-- WHAT THE TASK ASKS --
Rewrite the stretch of data below that starts at the line containing "Do you spot any paved ground" and ends at the line containing "[91,231,95,252]", substituting "support pole" for "tent pole" and leaving everything else unchanged. Give only that stretch.

-- DATASET RECORDS --

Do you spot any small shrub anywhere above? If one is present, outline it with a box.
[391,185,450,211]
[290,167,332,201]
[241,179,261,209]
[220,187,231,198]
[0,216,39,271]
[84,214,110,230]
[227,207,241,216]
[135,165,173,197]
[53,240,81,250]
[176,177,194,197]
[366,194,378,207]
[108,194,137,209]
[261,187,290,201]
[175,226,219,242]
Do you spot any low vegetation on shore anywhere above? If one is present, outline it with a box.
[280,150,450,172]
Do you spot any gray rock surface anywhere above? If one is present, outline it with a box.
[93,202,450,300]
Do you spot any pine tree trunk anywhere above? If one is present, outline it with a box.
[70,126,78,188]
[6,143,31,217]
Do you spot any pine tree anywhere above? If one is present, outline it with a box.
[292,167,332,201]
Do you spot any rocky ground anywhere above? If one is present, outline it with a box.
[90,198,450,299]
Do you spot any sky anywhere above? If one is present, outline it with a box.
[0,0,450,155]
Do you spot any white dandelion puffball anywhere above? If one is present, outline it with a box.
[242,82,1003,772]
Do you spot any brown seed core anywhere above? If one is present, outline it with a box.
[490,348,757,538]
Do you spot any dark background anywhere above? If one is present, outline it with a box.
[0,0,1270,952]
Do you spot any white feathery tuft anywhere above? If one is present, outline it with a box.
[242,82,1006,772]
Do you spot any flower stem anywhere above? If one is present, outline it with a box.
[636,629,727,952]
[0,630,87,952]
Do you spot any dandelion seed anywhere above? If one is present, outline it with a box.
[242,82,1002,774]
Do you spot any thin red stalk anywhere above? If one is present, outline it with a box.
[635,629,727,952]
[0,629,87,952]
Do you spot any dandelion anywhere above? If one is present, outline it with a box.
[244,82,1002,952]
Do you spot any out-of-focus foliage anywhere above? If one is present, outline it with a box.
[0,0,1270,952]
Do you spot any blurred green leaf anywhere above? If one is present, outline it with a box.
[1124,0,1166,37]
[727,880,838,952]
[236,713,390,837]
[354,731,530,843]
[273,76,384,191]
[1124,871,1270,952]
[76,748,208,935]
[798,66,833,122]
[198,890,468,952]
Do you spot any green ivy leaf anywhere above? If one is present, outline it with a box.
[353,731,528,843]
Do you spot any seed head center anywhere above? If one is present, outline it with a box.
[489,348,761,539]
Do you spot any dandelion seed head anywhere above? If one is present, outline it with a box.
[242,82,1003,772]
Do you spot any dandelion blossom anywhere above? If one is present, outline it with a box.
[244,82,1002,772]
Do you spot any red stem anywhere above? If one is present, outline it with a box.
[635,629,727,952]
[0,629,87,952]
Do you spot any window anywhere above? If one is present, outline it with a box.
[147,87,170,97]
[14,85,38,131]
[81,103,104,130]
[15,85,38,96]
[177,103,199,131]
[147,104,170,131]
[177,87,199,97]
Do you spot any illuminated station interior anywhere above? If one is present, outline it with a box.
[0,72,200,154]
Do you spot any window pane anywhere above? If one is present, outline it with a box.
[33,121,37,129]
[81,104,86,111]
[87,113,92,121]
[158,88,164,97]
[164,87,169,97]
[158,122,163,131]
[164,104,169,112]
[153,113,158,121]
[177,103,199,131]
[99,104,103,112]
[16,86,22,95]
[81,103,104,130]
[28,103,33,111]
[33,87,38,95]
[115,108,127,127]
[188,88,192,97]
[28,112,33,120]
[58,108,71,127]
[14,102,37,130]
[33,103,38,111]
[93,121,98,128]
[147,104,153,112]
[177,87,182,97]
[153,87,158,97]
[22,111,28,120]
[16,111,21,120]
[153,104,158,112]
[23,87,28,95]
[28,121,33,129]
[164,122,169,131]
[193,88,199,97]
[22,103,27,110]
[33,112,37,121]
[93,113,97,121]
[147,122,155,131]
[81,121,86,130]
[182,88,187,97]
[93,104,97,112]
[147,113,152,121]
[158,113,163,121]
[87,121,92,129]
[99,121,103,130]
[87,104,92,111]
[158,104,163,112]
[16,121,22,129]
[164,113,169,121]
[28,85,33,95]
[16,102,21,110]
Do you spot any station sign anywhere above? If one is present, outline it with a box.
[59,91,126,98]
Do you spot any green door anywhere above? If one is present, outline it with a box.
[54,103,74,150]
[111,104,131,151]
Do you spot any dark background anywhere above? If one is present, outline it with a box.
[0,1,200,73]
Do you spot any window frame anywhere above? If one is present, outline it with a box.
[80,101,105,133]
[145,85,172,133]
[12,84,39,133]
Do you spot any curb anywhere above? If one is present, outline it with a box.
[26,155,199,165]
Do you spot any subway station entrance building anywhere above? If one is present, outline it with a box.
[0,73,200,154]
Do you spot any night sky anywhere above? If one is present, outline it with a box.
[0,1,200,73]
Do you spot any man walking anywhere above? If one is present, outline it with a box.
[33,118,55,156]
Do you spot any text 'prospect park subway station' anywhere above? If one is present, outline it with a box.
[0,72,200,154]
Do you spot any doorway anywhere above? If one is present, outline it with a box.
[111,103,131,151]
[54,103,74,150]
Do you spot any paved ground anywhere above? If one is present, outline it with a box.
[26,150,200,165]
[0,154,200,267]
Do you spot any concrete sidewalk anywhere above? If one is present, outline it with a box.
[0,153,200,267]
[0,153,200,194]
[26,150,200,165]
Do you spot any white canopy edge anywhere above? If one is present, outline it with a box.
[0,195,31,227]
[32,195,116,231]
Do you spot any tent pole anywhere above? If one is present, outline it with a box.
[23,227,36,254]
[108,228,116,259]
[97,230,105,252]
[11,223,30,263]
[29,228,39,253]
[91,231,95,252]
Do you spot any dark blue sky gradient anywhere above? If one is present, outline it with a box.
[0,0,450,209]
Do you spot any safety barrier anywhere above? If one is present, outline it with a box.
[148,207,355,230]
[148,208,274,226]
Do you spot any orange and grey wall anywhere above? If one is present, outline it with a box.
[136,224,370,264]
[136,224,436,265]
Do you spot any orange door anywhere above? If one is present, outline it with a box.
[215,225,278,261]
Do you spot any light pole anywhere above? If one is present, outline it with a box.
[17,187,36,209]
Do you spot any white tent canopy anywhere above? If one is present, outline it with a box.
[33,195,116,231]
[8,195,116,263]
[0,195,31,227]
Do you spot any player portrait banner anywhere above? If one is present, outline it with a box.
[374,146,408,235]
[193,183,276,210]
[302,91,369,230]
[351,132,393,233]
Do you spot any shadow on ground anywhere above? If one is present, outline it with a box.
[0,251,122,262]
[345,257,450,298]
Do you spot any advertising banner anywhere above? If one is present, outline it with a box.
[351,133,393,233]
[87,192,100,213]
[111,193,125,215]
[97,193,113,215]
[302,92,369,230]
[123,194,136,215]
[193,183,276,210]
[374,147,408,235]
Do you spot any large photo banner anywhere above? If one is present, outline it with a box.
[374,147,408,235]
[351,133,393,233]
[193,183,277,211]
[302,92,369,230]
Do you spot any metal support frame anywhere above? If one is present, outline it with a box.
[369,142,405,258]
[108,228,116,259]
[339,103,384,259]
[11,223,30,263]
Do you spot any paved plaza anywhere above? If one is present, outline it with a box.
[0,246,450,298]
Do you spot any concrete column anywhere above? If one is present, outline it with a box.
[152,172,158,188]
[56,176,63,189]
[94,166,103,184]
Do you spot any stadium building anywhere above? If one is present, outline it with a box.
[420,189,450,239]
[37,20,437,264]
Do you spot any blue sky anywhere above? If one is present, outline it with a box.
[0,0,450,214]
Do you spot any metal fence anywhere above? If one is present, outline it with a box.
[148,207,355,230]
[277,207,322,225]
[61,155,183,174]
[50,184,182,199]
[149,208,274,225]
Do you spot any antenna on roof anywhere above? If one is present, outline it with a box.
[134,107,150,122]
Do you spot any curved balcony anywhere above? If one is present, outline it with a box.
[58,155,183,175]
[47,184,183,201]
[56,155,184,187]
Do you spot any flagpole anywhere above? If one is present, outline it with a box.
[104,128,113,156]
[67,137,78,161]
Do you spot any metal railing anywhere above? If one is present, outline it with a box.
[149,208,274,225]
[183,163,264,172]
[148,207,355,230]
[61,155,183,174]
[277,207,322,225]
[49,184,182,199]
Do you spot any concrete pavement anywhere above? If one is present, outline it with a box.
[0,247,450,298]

-- RESULT FOR THIS EXERCISE --
Do you spot any paved ground anywhere above? If one is present, outline it with a box.
[26,150,200,165]
[0,154,200,267]
Do you spot any concrete sidewalk anywhere above? If one is present, outline it with a box.
[0,153,200,267]
[0,153,200,194]
[26,150,200,165]
Do you spot any white canopy edge anywhere above? If one is present, outline it with a box.
[0,195,31,227]
[32,195,116,231]
Do you spot any support pole anywhere above? If one is present, outline it with a box.
[23,227,36,254]
[108,228,116,259]
[97,230,105,252]
[11,223,30,263]
[29,228,39,253]
[91,231,95,252]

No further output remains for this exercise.